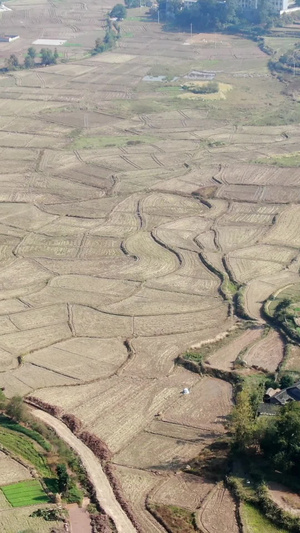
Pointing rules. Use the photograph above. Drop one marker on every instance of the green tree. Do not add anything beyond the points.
(29, 62)
(280, 441)
(134, 3)
(31, 52)
(15, 409)
(47, 57)
(243, 421)
(119, 12)
(63, 477)
(12, 63)
(286, 381)
(3, 400)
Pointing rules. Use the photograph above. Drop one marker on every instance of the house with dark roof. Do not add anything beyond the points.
(290, 394)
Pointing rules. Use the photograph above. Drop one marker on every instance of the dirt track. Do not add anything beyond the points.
(104, 491)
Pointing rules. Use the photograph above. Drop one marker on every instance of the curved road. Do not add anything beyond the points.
(104, 492)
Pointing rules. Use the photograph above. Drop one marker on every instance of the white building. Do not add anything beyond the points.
(276, 5)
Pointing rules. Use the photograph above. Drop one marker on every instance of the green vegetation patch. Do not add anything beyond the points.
(208, 349)
(10, 424)
(85, 143)
(288, 160)
(25, 493)
(256, 522)
(22, 446)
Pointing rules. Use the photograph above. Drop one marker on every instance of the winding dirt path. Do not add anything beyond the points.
(92, 465)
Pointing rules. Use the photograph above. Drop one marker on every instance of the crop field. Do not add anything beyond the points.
(123, 207)
(24, 493)
(11, 471)
(18, 519)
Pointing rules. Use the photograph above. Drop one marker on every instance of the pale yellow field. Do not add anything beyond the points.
(123, 208)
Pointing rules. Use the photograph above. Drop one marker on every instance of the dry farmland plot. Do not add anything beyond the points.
(121, 207)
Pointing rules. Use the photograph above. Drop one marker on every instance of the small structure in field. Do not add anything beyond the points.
(4, 8)
(8, 38)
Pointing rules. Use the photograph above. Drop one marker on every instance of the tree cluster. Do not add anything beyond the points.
(214, 15)
(47, 57)
(112, 34)
(277, 438)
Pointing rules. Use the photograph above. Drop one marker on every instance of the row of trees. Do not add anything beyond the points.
(213, 15)
(276, 438)
(113, 31)
(17, 411)
(47, 57)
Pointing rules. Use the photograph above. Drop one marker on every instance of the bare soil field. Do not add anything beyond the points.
(123, 207)
(287, 500)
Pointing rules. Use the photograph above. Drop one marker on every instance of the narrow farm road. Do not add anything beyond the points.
(92, 465)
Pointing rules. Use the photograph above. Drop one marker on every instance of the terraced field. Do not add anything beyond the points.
(129, 217)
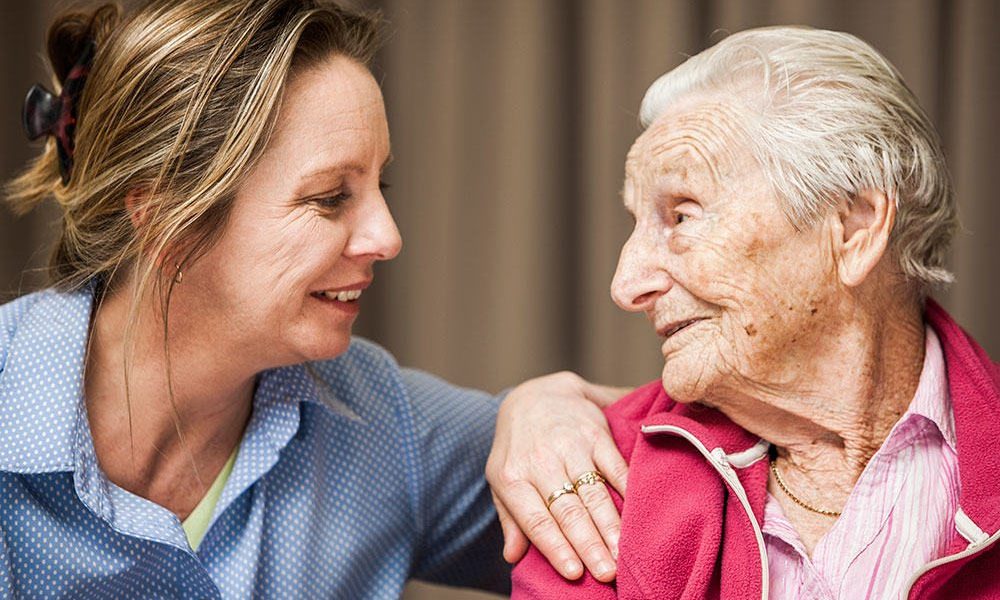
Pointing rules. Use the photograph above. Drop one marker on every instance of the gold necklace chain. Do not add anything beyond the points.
(795, 499)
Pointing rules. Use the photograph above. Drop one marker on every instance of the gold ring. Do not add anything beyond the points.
(567, 488)
(588, 478)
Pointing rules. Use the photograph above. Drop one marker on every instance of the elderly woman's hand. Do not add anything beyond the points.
(550, 431)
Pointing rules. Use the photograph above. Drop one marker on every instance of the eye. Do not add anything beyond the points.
(331, 203)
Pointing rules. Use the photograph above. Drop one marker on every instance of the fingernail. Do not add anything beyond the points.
(604, 568)
(572, 569)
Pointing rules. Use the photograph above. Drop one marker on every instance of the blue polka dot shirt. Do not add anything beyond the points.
(353, 476)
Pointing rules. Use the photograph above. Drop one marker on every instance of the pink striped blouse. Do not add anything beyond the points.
(899, 516)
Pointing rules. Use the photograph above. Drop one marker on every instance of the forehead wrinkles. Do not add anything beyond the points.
(687, 143)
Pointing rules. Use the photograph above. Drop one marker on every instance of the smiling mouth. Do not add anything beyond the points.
(341, 296)
(669, 330)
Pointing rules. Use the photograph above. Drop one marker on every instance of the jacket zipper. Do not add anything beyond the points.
(718, 460)
(972, 548)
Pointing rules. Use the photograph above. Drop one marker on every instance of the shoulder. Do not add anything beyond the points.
(366, 380)
(625, 417)
(13, 315)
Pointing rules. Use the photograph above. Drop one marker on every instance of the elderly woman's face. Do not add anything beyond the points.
(734, 291)
(307, 225)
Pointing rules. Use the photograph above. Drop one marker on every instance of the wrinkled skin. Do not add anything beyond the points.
(809, 337)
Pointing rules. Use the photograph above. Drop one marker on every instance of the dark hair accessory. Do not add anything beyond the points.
(47, 114)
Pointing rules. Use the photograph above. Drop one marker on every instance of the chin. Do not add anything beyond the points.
(686, 379)
(324, 347)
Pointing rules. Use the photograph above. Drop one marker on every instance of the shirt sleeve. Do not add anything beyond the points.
(461, 541)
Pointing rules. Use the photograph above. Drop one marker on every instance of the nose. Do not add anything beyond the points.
(639, 279)
(376, 234)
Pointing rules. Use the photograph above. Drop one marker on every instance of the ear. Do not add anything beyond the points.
(861, 231)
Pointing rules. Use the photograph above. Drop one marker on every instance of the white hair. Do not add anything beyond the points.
(829, 117)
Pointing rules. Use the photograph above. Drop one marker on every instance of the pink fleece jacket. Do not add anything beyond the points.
(698, 483)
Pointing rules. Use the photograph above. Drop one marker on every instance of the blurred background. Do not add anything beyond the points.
(510, 120)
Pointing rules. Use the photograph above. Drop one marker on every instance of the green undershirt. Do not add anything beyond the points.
(196, 524)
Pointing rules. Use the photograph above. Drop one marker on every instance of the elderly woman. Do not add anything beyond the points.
(822, 429)
(185, 413)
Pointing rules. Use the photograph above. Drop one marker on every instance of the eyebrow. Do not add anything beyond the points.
(350, 167)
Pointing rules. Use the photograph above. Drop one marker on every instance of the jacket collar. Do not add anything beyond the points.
(974, 386)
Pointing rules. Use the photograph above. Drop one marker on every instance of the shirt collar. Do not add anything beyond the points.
(932, 401)
(41, 395)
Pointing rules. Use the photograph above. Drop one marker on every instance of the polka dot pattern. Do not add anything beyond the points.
(353, 476)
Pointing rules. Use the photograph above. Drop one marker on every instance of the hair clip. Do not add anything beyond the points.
(45, 113)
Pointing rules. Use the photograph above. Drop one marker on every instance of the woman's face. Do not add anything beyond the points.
(739, 297)
(287, 277)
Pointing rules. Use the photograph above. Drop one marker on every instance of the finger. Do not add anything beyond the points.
(611, 464)
(575, 522)
(603, 395)
(603, 513)
(514, 542)
(538, 524)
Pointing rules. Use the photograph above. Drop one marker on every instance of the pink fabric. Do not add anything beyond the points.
(686, 535)
(900, 515)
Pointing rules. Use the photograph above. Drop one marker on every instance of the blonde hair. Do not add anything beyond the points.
(828, 118)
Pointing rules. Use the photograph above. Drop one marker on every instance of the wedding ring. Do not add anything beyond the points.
(567, 488)
(588, 478)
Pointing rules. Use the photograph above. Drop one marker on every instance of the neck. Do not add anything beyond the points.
(837, 398)
(165, 422)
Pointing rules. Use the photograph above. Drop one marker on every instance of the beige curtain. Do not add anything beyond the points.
(510, 121)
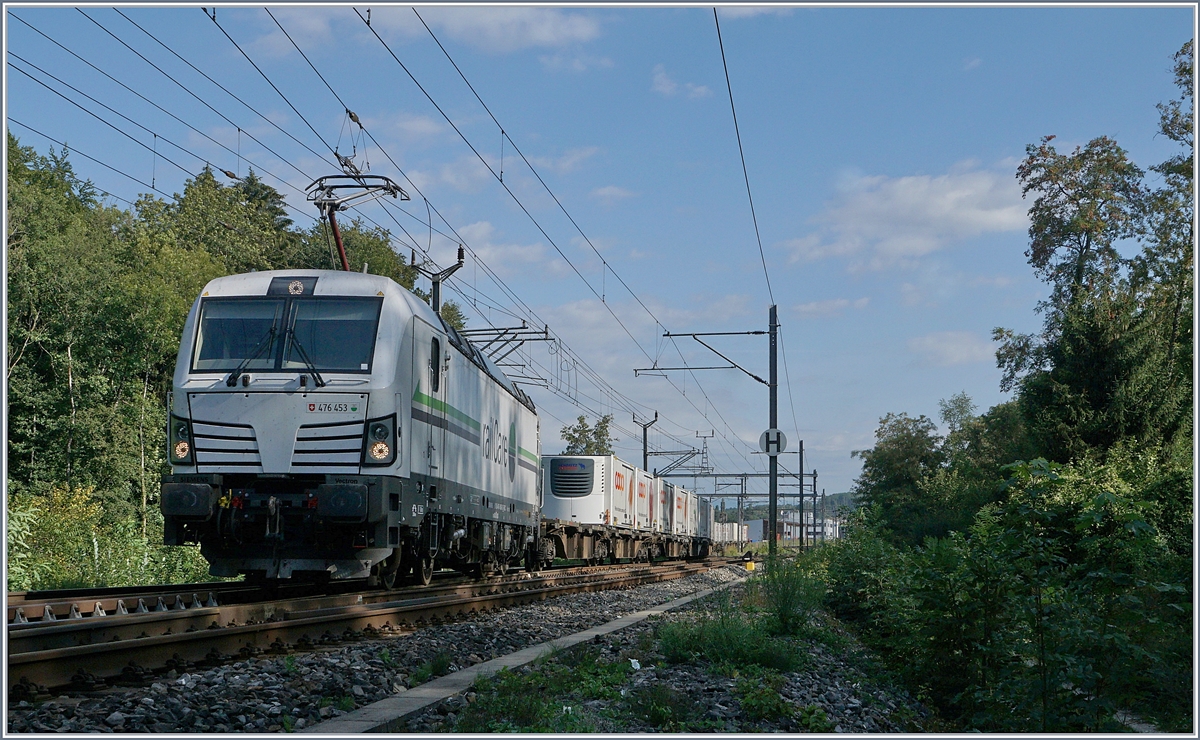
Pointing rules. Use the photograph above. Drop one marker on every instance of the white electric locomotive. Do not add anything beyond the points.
(329, 422)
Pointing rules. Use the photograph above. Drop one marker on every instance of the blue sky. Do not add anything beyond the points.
(881, 146)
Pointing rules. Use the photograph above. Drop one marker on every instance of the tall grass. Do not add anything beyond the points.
(63, 539)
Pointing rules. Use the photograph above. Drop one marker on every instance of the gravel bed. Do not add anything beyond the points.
(852, 701)
(274, 693)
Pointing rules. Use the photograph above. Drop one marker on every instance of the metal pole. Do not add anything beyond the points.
(742, 495)
(773, 462)
(822, 515)
(646, 449)
(804, 527)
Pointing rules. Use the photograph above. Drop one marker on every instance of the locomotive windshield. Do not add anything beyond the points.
(269, 334)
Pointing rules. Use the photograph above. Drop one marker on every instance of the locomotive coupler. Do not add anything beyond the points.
(274, 519)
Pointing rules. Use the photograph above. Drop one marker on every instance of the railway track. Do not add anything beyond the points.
(90, 653)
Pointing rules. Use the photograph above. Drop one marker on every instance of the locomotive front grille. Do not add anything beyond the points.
(329, 445)
(225, 445)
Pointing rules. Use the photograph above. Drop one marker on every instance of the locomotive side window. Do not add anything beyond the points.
(238, 330)
(435, 365)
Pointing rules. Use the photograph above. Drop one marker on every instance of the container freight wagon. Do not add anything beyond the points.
(601, 509)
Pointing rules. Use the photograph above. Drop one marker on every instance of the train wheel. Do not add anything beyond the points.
(423, 570)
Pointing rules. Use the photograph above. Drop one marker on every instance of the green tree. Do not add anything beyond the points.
(906, 451)
(585, 439)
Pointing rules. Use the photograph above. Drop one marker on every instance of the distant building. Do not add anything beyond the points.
(790, 528)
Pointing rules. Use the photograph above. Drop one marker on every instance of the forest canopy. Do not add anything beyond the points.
(97, 296)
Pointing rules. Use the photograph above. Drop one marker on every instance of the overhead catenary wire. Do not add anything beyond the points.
(745, 173)
(227, 91)
(186, 89)
(237, 46)
(106, 166)
(144, 98)
(607, 387)
(606, 390)
(489, 167)
(605, 266)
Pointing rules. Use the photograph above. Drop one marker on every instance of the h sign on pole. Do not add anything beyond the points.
(773, 441)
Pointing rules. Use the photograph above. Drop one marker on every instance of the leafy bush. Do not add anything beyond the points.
(814, 720)
(544, 699)
(789, 591)
(759, 695)
(63, 539)
(1056, 609)
(664, 707)
(726, 637)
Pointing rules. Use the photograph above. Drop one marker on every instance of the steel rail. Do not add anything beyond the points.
(286, 626)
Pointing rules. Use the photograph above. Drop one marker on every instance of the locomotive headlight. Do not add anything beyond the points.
(379, 441)
(179, 432)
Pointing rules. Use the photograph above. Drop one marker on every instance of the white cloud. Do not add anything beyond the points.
(829, 308)
(612, 193)
(493, 29)
(946, 348)
(661, 83)
(883, 222)
(569, 161)
(742, 11)
(575, 62)
(407, 126)
(309, 28)
(466, 174)
(504, 259)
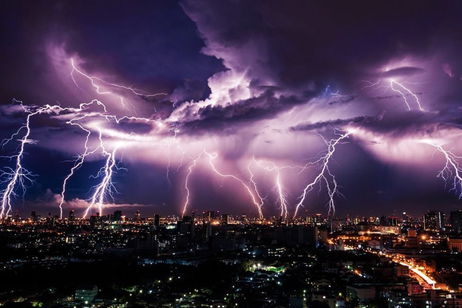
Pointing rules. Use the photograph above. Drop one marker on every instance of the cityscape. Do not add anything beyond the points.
(211, 259)
(231, 153)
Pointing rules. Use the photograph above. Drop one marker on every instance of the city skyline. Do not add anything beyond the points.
(170, 107)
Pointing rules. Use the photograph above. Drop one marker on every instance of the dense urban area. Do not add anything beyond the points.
(219, 260)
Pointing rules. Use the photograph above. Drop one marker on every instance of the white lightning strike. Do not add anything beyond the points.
(211, 158)
(451, 168)
(271, 167)
(405, 92)
(105, 188)
(77, 164)
(17, 176)
(254, 184)
(97, 84)
(324, 175)
(186, 184)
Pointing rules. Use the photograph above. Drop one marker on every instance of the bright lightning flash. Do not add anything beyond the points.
(324, 175)
(452, 171)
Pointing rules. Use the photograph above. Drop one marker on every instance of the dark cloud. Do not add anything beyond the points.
(300, 42)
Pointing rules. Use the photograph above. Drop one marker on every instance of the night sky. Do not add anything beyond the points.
(231, 106)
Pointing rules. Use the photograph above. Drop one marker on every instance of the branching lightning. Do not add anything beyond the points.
(272, 167)
(255, 197)
(101, 86)
(324, 175)
(17, 176)
(105, 188)
(211, 158)
(451, 171)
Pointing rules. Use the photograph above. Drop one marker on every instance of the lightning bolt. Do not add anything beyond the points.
(211, 158)
(101, 85)
(106, 186)
(77, 164)
(324, 175)
(451, 168)
(254, 184)
(17, 176)
(186, 184)
(272, 167)
(405, 92)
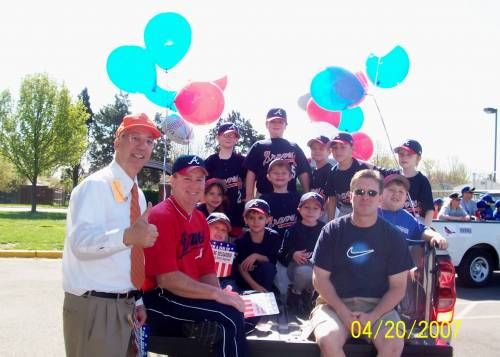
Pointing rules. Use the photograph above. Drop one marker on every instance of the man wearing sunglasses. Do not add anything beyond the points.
(360, 267)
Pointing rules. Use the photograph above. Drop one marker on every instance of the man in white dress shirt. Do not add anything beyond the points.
(101, 276)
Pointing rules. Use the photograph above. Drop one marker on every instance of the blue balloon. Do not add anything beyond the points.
(351, 120)
(168, 37)
(390, 70)
(163, 98)
(131, 69)
(336, 88)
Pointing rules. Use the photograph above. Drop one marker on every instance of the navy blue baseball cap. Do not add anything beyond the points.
(468, 189)
(487, 199)
(276, 113)
(312, 196)
(319, 139)
(185, 163)
(219, 217)
(411, 146)
(343, 138)
(258, 205)
(438, 201)
(227, 128)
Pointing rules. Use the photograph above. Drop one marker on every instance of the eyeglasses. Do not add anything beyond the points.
(361, 192)
(136, 139)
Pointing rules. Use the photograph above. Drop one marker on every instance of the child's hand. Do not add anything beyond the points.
(301, 256)
(249, 262)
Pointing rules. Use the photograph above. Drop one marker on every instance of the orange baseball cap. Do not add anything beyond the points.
(140, 120)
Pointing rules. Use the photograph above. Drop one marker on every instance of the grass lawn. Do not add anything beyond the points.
(39, 231)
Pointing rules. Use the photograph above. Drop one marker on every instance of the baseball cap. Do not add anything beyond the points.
(139, 120)
(276, 113)
(312, 196)
(468, 189)
(438, 201)
(279, 162)
(411, 146)
(186, 163)
(397, 178)
(228, 127)
(258, 205)
(219, 217)
(344, 138)
(487, 199)
(319, 139)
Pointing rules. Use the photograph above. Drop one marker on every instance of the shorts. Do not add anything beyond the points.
(324, 314)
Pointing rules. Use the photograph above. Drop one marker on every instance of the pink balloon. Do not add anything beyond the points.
(316, 113)
(221, 83)
(200, 102)
(362, 147)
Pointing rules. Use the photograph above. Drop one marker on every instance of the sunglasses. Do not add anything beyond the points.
(361, 192)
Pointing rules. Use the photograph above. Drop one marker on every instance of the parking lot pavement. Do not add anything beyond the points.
(31, 298)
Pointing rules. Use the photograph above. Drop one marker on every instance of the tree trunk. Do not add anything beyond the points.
(33, 195)
(75, 174)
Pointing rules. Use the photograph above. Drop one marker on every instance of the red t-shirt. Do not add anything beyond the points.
(183, 243)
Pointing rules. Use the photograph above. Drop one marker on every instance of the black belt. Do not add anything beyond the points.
(136, 294)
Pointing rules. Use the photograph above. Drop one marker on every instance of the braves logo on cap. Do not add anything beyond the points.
(194, 160)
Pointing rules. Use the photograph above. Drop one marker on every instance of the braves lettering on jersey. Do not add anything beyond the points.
(319, 179)
(233, 172)
(361, 259)
(224, 254)
(283, 210)
(264, 151)
(338, 185)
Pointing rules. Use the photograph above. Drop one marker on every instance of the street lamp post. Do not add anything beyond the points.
(494, 111)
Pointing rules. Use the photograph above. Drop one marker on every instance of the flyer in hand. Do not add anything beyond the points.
(260, 304)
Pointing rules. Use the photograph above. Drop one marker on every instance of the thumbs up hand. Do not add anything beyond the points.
(141, 233)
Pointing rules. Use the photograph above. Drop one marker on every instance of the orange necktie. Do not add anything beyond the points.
(137, 255)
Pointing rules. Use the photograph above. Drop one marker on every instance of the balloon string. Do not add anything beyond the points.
(385, 129)
(390, 146)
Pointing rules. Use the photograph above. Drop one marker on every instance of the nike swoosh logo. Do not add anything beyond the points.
(352, 254)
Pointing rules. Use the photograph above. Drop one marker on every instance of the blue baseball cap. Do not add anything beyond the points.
(186, 163)
(227, 128)
(487, 199)
(312, 196)
(258, 205)
(343, 138)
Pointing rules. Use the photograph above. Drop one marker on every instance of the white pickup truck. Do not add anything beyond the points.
(474, 248)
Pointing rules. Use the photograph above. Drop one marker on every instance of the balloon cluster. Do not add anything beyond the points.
(167, 38)
(336, 93)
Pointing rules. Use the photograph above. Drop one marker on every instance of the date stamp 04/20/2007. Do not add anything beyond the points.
(419, 329)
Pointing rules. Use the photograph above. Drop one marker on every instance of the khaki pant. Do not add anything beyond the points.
(324, 314)
(96, 326)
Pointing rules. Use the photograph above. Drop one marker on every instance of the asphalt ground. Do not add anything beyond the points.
(31, 312)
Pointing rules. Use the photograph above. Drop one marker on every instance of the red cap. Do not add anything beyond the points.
(140, 120)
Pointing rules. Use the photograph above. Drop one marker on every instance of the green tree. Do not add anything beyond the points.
(248, 135)
(106, 122)
(42, 135)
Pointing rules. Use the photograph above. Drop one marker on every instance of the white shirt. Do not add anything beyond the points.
(95, 257)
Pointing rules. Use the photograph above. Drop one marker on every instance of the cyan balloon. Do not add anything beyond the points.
(131, 69)
(390, 70)
(336, 88)
(163, 98)
(168, 37)
(351, 120)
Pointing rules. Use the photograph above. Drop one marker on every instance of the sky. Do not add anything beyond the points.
(271, 50)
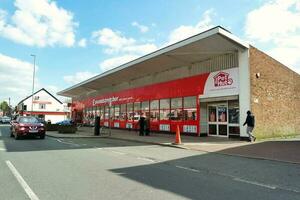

Work order: Set down word for word every line from the one containing "of the sky." through the last line of the records above, both ends included. Leave out the pictures.

Answer for this exercise:
Pointing rules. Use the photograph above. Drop one marker on every instance of the sky. Do not add anything beyond the points.
(271, 50)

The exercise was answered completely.